* **INSTRUCTIONS FOR THE TASK**
The records that follow must be reproduced in full, exactly as written.

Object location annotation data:

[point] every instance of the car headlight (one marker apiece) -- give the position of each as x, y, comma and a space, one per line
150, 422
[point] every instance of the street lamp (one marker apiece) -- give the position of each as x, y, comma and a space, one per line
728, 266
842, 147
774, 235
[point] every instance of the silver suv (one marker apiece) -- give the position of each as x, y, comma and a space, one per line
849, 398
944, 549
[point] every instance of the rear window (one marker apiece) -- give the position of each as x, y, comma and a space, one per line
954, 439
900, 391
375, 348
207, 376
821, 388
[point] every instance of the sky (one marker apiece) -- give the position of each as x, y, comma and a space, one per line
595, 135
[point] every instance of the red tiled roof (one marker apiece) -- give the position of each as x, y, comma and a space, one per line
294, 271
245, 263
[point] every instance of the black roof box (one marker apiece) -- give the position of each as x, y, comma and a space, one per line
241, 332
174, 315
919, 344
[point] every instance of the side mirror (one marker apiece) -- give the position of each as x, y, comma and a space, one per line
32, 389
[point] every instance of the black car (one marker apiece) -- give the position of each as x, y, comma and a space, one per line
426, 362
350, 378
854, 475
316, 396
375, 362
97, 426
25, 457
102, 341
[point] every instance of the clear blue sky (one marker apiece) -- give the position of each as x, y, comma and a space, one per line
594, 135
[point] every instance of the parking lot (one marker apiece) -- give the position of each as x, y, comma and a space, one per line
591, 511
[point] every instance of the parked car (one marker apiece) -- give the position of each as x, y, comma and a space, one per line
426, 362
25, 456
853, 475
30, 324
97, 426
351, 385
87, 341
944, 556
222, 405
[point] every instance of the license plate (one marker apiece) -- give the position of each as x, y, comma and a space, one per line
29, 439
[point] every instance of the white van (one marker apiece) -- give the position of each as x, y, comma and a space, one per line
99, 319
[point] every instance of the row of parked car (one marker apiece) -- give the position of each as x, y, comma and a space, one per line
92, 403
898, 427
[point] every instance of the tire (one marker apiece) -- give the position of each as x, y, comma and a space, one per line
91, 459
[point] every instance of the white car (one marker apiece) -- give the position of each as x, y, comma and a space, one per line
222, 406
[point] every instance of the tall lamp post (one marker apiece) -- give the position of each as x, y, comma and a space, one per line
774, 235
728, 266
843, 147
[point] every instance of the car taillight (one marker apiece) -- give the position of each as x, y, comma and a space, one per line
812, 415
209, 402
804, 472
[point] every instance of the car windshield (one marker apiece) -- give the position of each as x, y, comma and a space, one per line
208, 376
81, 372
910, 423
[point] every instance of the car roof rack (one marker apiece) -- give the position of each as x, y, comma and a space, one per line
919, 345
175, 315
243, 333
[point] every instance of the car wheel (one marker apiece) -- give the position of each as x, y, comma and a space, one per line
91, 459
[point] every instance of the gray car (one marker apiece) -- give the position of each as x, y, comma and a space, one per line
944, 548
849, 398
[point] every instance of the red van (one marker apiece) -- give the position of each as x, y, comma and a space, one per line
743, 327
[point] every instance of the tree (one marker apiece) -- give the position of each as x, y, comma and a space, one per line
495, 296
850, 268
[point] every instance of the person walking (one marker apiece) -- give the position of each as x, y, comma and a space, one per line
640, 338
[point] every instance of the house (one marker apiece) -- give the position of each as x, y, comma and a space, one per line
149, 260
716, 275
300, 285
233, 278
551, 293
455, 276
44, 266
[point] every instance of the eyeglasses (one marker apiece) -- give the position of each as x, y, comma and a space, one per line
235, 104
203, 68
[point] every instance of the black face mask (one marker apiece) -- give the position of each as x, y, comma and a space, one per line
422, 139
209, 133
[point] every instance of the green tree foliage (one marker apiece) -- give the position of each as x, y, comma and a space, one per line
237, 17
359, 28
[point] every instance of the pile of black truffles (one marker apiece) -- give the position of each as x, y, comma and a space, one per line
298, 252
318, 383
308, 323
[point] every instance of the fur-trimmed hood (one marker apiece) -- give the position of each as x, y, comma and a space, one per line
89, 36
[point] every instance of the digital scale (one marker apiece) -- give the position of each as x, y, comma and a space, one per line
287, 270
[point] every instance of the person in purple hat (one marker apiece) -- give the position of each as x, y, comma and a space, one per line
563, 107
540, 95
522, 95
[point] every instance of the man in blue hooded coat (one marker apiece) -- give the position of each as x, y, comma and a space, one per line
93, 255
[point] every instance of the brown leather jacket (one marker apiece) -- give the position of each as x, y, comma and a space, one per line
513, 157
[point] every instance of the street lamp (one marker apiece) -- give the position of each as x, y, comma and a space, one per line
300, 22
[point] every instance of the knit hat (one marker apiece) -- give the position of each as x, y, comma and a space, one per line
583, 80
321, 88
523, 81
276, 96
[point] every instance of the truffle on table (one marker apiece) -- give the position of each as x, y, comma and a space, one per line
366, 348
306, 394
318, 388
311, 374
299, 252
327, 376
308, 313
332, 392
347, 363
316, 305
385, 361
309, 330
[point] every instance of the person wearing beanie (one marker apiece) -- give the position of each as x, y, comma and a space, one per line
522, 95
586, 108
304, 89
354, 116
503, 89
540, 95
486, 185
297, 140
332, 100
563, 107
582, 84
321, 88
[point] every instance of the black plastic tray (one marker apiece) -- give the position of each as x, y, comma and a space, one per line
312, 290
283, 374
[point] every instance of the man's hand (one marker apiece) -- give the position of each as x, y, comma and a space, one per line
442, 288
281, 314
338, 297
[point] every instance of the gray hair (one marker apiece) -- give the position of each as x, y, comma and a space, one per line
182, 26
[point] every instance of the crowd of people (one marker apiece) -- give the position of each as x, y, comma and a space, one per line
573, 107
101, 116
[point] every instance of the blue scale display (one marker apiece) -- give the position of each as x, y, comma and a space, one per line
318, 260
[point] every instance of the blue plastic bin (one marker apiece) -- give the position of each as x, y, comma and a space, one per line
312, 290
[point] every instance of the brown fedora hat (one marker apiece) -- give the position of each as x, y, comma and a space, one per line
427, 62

* **WRITTEN REPLY**
[point] every instance of the car headlight (one marker apiece) -- give the position of each as x, y, comma and a space, one per line
150, 422
[point] every instance of the street lamp (one marker apiece) -- give the position of each as x, y, comma and a space, one per line
728, 266
842, 147
774, 235
[point] every instance of the silver suv (one marker apiece) -- give the position of each as x, y, comma and a space, one per line
849, 398
944, 549
[point] every instance of the rear window (one marker apiece) -- give the position of each as x, y, comma and a space, one per line
954, 439
900, 391
375, 348
207, 376
821, 388
[point] every instance of the sky (one marker apiece) -- give the position of each as x, y, comma and a space, one per line
595, 135
[point] every instance of the red tiled roof (one marker apiece) -- give the position of each as x, y, comma and a space, one per line
294, 271
245, 263
[point] every instance of the black roof box (one marker apiece) -- give the position of each as x, y, comma and a space, one per line
241, 332
174, 315
919, 344
[point] every instance of the side mirror (one marker apiece) -- give the position of each as x, y, comma and a space, one per line
32, 389
[point] every instance of the black car (one marker apiece) -- give the position of each as x, y, comma and a space, one per line
426, 362
350, 378
854, 475
316, 396
375, 362
97, 426
25, 457
102, 341
[point] every instance of the clear blue sky (one marker apiece) -- give the position of each as x, y, comma and a space, one per line
594, 135
[point] every instance of the parking lot (one marker apiece) -- give the position of each as x, y, comma and a space, one per line
591, 511
[point] every instance of the parked car (one marker apiece) -- give the position of each as x, y, comma and a space, one per line
426, 362
25, 456
853, 475
30, 324
97, 426
351, 385
87, 341
944, 556
222, 405
[point] every instance of the license plate (one marker apiece) -- give the position of each as x, y, comma and a space, one per line
29, 439
[point] every instance of the white van (one marker apiece) -- give the position of each as x, y, comma and a space, one per line
99, 319
[point] every instance of the row of parked car (one marker apiece) -- give the position of each as x, y, comma and a space, one per line
92, 403
898, 427
[point] every instance of the tire (one marker apiece) -- give the position of each as x, y, comma and a space, one per line
91, 459
[point] every instance of the white car (one marker apiece) -- give the position of each as x, y, comma and a space, one per line
222, 406
[point] every instance of the tall lamp post (one marker apiece) -- give the position of each as x, y, comma and a space, one per line
774, 235
728, 266
843, 147
[point] every instance of the car taillight (one marker apiece) -- give the position of each as x, y, comma and a space, one per line
812, 415
209, 402
804, 472
[point] every instance of the car windshield (one marker apiece) -- give the position of each as x, y, comma and a space, one per line
208, 376
81, 372
910, 423
[point] every instance of the car roof rack (one marker apiece) -- give the position of each as x, y, comma and a space, one per line
919, 345
175, 315
243, 333
[point] every instance of the car wheel (one marker apiece) -- give the position of each as x, y, comma and a space, one per line
91, 459
[point] every instance of the gray car (one marker apiece) -- give the position of each as x, y, comma and a space, one per line
944, 548
849, 398
[point] every instance of the red van (one marker apiece) -- give the position of each as x, y, comma and a space, one per line
743, 327
[point] every instance of the tree (one marker apiece) -- give the position of each as x, y, comma and a space, one per line
495, 296
850, 268
[point] every instance of the person walking (one marker apiece) -- give the position of each as x, y, comma and a space, one per line
640, 338
[point] every instance of the house (one marker apiece) -- give the position of each as x, y, comma and a space, one per line
149, 260
716, 275
300, 285
233, 278
551, 293
455, 276
44, 266
[point] every instance of the eyeglasses (one marker apiece) -- give the position of each as x, y, comma and a space, one per line
235, 104
203, 68
[point] every instance of the black face mask (one marker apiece) -- give the position of each as x, y, comma and a space, one per line
422, 139
209, 133
[point] every instance of the green tree foliage (one marker apiece) -- give the position of each as x, y, comma and a space, one per line
237, 17
359, 28
[point] every instance of the pile of black truffles (one marker apiece) -- give the position of each as x, y, comma and a space, one per line
298, 252
318, 383
308, 323
[point] every instance of the fur-trimmed hood (one marker apiece) -- give the position of each as x, y, comma and a space, one per line
89, 36
[point] every instance of the digital scale (one marker apiece) -- give the position of each as x, y, comma and a space, one per line
287, 270
[point] every instance of the person in purple hat (one marker apiece) -- give the position of each as x, y, comma and a space, one per line
563, 107
540, 95
522, 95
[point] every instance of the man in blue hooded coat (one marker apiece) -- give the position of each as x, y, comma and a space, one per line
93, 255
[point] every instance of the brown leather jacket (one marker apiece) -- give the position of each as x, y, comma and a space, one per line
513, 157
[point] every instance of the street lamp (one marker apiece) -- give the position of each as x, y, comma and a space, one per line
300, 22
[point] every instance of the knit hat (one marker apiece) -- give the position of each as x, y, comma and a space, one per line
583, 80
321, 88
523, 81
276, 96
[point] every instance of the truffle on table (one marker apiece) -- give the position of each as x, y, comma and a space, one per line
366, 348
306, 394
318, 388
311, 374
299, 252
327, 376
308, 313
332, 392
347, 363
316, 305
385, 361
309, 330
[point] every instance of the person wearing beanie (one marker apiece) -- give the position of each as x, y, comma and a space, one per line
522, 95
586, 108
304, 89
354, 116
503, 89
540, 95
486, 185
297, 140
332, 100
563, 107
582, 84
321, 88
[point] every instance of the black plastic tray (one marker apiece) -- give the position of each as x, y, comma and a space, one per line
312, 290
283, 374
[point] every instance of the man's hand (one marker apiece) -- give the position of each as x, y, comma and a space, one per line
442, 288
281, 314
338, 297
[point] every instance of the gray hair (one marker apiece) -- give the position of each as x, y, comma and a space, one per line
182, 26
[point] every instance of the crowd of people (one marker apiece) -- give the position of each as x, y, comma and a space, one per line
573, 107
101, 116
[point] every instance of the blue scale display (one marker apiece) -- give the position of each as x, y, comma and a space, one per line
318, 260
[point] every instance of the blue plastic bin (one marker apiece) -- give the position of each as x, y, comma and a space, one per line
312, 290
[point] every instance of the brown fedora hat (one marker apiece) -- give the position of each as x, y, comma and a space, one per line
427, 62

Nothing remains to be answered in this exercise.